**The exercise**
Copy out the entries below precisely; nothing is to be omitted.
BEGIN Data for the task
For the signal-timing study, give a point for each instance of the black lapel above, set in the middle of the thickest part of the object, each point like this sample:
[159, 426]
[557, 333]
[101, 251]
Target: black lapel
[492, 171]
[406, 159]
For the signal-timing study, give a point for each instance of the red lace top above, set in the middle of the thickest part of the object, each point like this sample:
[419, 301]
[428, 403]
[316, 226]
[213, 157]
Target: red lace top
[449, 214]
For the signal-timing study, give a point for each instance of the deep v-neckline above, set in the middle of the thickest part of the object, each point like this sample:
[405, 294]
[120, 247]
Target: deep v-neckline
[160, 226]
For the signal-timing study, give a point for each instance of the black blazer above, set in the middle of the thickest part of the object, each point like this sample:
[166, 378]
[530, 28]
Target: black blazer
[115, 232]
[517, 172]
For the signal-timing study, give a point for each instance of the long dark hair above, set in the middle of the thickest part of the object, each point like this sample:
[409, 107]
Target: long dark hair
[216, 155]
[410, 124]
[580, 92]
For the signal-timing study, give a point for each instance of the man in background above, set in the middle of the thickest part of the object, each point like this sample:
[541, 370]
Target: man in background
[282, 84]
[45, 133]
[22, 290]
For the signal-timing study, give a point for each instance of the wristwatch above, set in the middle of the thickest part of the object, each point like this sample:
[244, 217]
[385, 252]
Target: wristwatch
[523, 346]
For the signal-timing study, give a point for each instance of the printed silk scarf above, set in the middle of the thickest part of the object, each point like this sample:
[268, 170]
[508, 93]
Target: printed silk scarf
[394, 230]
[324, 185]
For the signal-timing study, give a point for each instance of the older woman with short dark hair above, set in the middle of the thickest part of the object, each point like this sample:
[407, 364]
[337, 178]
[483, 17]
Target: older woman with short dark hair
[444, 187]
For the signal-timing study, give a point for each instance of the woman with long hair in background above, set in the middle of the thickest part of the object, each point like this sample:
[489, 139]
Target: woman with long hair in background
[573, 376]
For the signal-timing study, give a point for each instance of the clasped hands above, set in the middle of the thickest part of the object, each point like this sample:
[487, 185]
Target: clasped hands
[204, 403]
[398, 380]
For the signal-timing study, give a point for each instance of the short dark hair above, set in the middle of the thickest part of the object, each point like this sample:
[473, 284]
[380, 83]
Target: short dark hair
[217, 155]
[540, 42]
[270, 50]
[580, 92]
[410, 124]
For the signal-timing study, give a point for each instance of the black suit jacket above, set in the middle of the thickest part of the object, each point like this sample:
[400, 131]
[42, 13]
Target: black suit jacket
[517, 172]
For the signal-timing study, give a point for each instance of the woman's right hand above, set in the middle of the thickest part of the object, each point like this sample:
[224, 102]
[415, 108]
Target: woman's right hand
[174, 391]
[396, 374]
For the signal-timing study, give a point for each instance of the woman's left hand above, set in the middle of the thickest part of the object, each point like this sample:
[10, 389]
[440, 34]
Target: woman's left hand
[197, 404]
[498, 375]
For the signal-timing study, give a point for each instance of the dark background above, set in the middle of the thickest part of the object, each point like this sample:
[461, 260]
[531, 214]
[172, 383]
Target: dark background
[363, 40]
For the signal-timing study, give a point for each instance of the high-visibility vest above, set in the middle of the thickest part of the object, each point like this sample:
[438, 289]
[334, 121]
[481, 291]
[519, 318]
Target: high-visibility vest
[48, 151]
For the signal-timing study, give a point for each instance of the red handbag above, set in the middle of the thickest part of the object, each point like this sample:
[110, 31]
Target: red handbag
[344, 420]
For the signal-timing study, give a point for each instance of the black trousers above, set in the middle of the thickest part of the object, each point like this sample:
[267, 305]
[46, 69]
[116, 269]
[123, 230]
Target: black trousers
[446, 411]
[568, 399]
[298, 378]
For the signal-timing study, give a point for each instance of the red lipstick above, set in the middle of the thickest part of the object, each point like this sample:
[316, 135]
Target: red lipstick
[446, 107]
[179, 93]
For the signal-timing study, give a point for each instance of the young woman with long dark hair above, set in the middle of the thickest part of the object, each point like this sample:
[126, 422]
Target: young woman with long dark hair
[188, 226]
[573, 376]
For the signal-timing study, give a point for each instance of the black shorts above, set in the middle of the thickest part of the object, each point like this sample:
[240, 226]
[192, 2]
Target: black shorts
END Data for the task
**Completed exercise**
For the signal-timing study, give a point for each instance of the black lapel above, set in the middle of the thickest part of the object, each point like this sample:
[159, 426]
[557, 333]
[101, 251]
Target: black lapel
[492, 171]
[406, 159]
For the signal-timing study, give a point for each instance of the red lace top above, set in the middle of the thickest part of the object, each point like this sample:
[419, 301]
[428, 403]
[316, 226]
[213, 157]
Target: red lace top
[449, 214]
For the signal-timing study, give a point for each instance of the deep v-neckline above, set in the middle of the thickest part of the object, each point like this sample:
[405, 294]
[120, 247]
Target: deep v-neckline
[160, 226]
For the signal-timing study, give a point for each instance of the black blazer above, set in the middle of the thickest part of the object, each point like this sample:
[166, 378]
[530, 28]
Target: black blazer
[115, 232]
[517, 172]
For the signal-timing study, give a point for each instance of the long dark hair above, set in the middle of the thickest part of the object, each point like this sample:
[409, 107]
Target: long dark hair
[216, 155]
[410, 124]
[580, 92]
For the signal-timing study, give a point for each instance of the man in background above, set in the middle of the thickest part of the object, each point like this sample:
[541, 370]
Target: man in background
[282, 84]
[45, 133]
[22, 290]
For the signal-timing study, give a point for each instance of the wristwatch above, set in the middle of the thickest part of the object, each point like this sample:
[244, 217]
[385, 252]
Target: wristwatch
[523, 346]
For the signal-timing study, give a point for each instance of the printed silk scarf above, set in the middle of the thickest part of the object, each point like this sample:
[268, 170]
[508, 93]
Target: printed silk scarf
[394, 230]
[324, 185]
For the signal-timing study, give a point for each instance of the older woman with short dark hair above, set in the middle of the thickest part of the object, each point like this sample:
[407, 364]
[337, 178]
[483, 17]
Target: older woman with short dark hair
[444, 187]
For the signal-timing study, give a point for each instance of the woman with long hair in background above, set in the middle of the thickest part of the object, each point like this sample:
[489, 139]
Target: woman with long hair in background
[573, 376]
For the signal-timing study, give a point for each instance of the clasped hands above, set in the middle of the thickest part of the object, each point like this sample:
[487, 185]
Target: clasped hands
[204, 403]
[398, 380]
For the signal-timing study, give a point for each instance of the short dark hair above, set in the middle of the thickest part of the object, each point like this sample:
[473, 284]
[380, 83]
Target: short dark hair
[217, 155]
[540, 42]
[270, 50]
[580, 92]
[410, 124]
For the signal-timing study, give a point for each instance of the black suit jacket above, set in the middle of the thickest part of the object, each point like this sample:
[400, 131]
[42, 13]
Target: black suit jacket
[517, 172]
For the signal-timing study, give a point for each instance of the woman's right hand above, set in the middle of the thickest part of the object, each point like this sample:
[224, 102]
[415, 108]
Target: woman's right hand
[174, 391]
[396, 374]
For the signal-timing study, give a point for each instance of the woman's left hand above, set in the middle of the thickest part of the object, each point like this sample:
[10, 389]
[440, 34]
Target: woman's left hand
[197, 404]
[498, 375]
For the signal-timing study, give a point for each instance of the dark background above, set in the middle of the thickest part of the object, each point like this sample:
[461, 260]
[531, 214]
[172, 383]
Target: dark background
[363, 40]
For the signal-timing study, give a point for each instance of the high-visibility vest above, set in the middle of the thickest part of the object, each point like this sample:
[438, 289]
[334, 121]
[481, 291]
[519, 318]
Target: high-visibility vest
[48, 151]
For the signal-timing study, give a point for each instance of the red handbag above, set in the middle of the thickest part of the object, each point like this sample:
[110, 31]
Target: red handbag
[344, 420]
For the signal-timing study, give a point for each instance of the black trousers above, set in the middle of the thickest part of the object, each point like this sample:
[267, 305]
[46, 69]
[116, 269]
[123, 230]
Target: black trousers
[446, 411]
[568, 399]
[298, 378]
For the signal-timing study, give a point for each instance of the red lipstick above, set in the middle of the thickest part of the object, each point like this sample:
[316, 135]
Target: red lipstick
[446, 107]
[179, 93]
For the signal-timing study, give a point for each instance of the young woman with long dark hair above, set in the middle of the thickest part of the object, each point like this sample:
[126, 422]
Target: young woman with long dark hair
[188, 226]
[573, 376]
For the signal-timing study, give a point for each instance of the black shorts above, set in the middle of the thickest part of the object, each point like this sample:
[240, 226]
[192, 2]
Target: black shorts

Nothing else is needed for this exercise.